*RECORDS SUPPLIED*

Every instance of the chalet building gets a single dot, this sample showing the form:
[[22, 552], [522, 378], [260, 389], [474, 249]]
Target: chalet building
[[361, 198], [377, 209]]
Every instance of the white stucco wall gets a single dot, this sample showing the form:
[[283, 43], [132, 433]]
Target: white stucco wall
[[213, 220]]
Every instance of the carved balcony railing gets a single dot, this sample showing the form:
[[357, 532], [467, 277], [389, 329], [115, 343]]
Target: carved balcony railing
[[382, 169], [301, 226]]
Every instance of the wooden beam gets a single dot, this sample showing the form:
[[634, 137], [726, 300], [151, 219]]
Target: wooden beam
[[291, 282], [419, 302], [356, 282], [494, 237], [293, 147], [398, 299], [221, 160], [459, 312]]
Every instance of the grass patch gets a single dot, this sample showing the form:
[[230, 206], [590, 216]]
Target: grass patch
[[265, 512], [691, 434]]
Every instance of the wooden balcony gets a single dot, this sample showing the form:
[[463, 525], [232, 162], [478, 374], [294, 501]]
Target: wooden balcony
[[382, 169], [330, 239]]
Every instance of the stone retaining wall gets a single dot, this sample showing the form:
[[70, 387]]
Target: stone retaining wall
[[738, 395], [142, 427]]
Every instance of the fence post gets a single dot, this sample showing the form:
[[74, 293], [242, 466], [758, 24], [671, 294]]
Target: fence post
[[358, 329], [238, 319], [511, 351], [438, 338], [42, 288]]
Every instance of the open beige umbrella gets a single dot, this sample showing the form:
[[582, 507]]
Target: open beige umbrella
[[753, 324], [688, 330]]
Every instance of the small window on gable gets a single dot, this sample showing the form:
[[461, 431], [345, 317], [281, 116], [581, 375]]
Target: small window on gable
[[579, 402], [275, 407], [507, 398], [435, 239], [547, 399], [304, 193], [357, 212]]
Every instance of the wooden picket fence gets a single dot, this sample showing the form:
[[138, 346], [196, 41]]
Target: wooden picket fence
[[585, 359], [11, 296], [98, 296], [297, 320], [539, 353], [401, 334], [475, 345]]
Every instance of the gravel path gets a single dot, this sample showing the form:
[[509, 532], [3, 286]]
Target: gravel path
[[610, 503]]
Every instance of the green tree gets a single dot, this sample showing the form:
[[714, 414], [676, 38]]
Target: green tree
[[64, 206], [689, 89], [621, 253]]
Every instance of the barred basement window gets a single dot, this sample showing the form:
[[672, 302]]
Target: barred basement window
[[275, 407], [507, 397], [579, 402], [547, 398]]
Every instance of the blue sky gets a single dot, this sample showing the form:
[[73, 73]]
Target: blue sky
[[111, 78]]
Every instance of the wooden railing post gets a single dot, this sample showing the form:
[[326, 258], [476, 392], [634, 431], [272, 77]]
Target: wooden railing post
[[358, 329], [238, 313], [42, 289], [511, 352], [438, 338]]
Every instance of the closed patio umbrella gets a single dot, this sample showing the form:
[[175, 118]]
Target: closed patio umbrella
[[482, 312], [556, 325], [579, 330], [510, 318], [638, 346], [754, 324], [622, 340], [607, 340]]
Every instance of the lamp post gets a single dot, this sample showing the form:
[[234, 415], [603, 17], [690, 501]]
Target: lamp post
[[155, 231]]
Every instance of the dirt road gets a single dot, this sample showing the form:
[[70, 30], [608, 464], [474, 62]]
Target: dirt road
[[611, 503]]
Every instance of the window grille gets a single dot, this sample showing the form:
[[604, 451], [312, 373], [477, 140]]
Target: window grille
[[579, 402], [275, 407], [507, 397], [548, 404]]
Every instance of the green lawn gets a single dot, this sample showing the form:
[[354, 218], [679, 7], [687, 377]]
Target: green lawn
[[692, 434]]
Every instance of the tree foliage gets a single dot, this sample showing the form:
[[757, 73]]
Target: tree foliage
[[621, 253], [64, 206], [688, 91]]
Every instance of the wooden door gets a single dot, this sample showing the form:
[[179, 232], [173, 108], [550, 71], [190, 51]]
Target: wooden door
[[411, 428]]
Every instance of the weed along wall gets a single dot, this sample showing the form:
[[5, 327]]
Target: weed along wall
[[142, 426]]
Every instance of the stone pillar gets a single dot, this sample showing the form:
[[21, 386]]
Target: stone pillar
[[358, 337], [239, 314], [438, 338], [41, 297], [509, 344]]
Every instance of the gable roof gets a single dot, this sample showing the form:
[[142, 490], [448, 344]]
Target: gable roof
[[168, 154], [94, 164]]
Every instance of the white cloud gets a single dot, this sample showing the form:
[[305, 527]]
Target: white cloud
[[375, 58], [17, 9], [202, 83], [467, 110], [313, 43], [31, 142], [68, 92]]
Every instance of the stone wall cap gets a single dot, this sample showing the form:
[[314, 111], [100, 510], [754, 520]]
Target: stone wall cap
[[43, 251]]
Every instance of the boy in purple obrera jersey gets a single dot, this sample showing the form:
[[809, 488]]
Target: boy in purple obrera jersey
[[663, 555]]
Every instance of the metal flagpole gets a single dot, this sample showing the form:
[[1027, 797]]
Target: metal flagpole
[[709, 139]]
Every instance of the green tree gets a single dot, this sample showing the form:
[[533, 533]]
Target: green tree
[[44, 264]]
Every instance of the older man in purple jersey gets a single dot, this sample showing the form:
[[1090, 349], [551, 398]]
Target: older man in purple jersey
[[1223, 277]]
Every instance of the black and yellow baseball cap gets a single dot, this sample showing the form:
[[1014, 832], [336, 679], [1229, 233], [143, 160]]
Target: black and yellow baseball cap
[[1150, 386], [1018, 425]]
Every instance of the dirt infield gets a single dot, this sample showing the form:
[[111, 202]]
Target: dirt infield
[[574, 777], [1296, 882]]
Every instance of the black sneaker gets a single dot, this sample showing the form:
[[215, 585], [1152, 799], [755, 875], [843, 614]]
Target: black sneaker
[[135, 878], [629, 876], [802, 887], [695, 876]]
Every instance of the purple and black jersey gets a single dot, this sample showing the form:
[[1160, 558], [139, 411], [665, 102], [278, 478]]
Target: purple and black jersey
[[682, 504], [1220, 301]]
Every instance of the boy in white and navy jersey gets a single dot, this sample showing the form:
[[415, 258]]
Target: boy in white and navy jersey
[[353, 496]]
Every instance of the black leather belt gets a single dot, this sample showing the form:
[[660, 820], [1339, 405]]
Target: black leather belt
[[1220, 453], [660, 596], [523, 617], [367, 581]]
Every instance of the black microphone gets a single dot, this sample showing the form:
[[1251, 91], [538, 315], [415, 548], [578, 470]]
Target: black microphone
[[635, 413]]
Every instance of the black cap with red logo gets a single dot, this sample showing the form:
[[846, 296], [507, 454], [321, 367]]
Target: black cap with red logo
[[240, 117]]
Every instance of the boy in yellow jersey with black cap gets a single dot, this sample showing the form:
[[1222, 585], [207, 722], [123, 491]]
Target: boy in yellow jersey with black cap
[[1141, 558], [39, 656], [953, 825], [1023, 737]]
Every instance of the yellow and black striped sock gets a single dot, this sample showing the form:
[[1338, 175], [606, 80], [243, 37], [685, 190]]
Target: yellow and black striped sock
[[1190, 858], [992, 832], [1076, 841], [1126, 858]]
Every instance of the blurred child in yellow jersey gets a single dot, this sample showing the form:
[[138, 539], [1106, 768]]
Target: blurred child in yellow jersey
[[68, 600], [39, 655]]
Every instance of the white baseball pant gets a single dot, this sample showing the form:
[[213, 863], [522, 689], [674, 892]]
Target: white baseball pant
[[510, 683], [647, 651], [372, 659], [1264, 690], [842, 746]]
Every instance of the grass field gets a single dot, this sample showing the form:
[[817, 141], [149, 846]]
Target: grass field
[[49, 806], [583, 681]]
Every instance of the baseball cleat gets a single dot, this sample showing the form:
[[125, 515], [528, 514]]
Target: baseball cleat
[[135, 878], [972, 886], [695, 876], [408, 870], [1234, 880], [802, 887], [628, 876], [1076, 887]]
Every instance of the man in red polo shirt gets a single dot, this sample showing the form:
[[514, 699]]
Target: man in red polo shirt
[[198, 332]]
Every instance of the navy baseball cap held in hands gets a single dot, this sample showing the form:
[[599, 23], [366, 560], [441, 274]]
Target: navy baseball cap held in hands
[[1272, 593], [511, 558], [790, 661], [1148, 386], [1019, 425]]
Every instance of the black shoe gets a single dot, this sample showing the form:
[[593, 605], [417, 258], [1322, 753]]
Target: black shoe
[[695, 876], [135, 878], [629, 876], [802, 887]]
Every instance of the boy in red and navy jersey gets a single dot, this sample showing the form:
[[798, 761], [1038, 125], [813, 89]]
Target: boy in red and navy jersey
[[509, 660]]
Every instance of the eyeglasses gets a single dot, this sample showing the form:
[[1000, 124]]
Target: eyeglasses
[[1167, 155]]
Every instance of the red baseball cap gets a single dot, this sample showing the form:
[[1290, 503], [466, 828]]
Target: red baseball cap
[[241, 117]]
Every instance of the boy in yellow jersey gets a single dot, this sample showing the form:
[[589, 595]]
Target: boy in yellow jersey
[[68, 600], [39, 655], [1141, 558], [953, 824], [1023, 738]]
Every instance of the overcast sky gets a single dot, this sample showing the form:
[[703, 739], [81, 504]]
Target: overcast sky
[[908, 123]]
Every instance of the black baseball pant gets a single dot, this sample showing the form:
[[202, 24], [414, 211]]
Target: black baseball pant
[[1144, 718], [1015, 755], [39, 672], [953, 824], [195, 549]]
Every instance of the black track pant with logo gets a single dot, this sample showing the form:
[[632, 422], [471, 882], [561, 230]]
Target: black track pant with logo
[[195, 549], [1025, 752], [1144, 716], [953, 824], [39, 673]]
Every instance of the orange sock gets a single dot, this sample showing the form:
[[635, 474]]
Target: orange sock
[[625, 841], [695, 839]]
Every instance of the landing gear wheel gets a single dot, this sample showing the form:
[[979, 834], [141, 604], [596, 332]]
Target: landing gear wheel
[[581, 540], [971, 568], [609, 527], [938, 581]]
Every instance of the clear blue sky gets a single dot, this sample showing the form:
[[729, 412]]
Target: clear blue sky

*WHAT THIS TASK INVOLVES*
Put the stretch of the data above, from the line containing "Every instance of the lamp" through the line containing "[[142, 426]]", into a numbered list with any blank lines left out.

*PROBLEM SOLUTION*
1. Every instance of the lamp post gets a single dot, this sample showing the form:
2. [[234, 415], [603, 17], [690, 501]]
3. Target: lamp post
4. [[155, 231]]
5. Every instance of the dirt road gets a single dot, this sample showing the form:
6. [[70, 30], [608, 464], [474, 62]]
7. Target: dirt road
8. [[611, 503]]
9. Every instance of the window grille gets a single dot, this sample showing the form:
10. [[604, 451], [312, 373], [477, 140]]
11. Target: window grille
12. [[579, 402], [275, 407], [507, 397], [548, 404]]
13. Every instance of the green lawn gets a single dot, this sample showing the form:
14. [[354, 218], [679, 7], [687, 377]]
15. Target: green lawn
16. [[692, 434]]
17. Every instance of the tree foliage gets a single dot, this sample showing the form:
18. [[757, 73]]
19. Target: tree foliage
20. [[621, 253], [64, 206], [688, 91]]
21. Every instance of the wooden door gets a single dot, this sample showing the form:
22. [[179, 232], [173, 108], [550, 71], [190, 51]]
23. Target: wooden door
24. [[411, 428]]
25. Every instance of the weed along wall gets a single dot, this sample showing the form:
26. [[5, 327]]
27. Target: weed along wall
28. [[142, 426]]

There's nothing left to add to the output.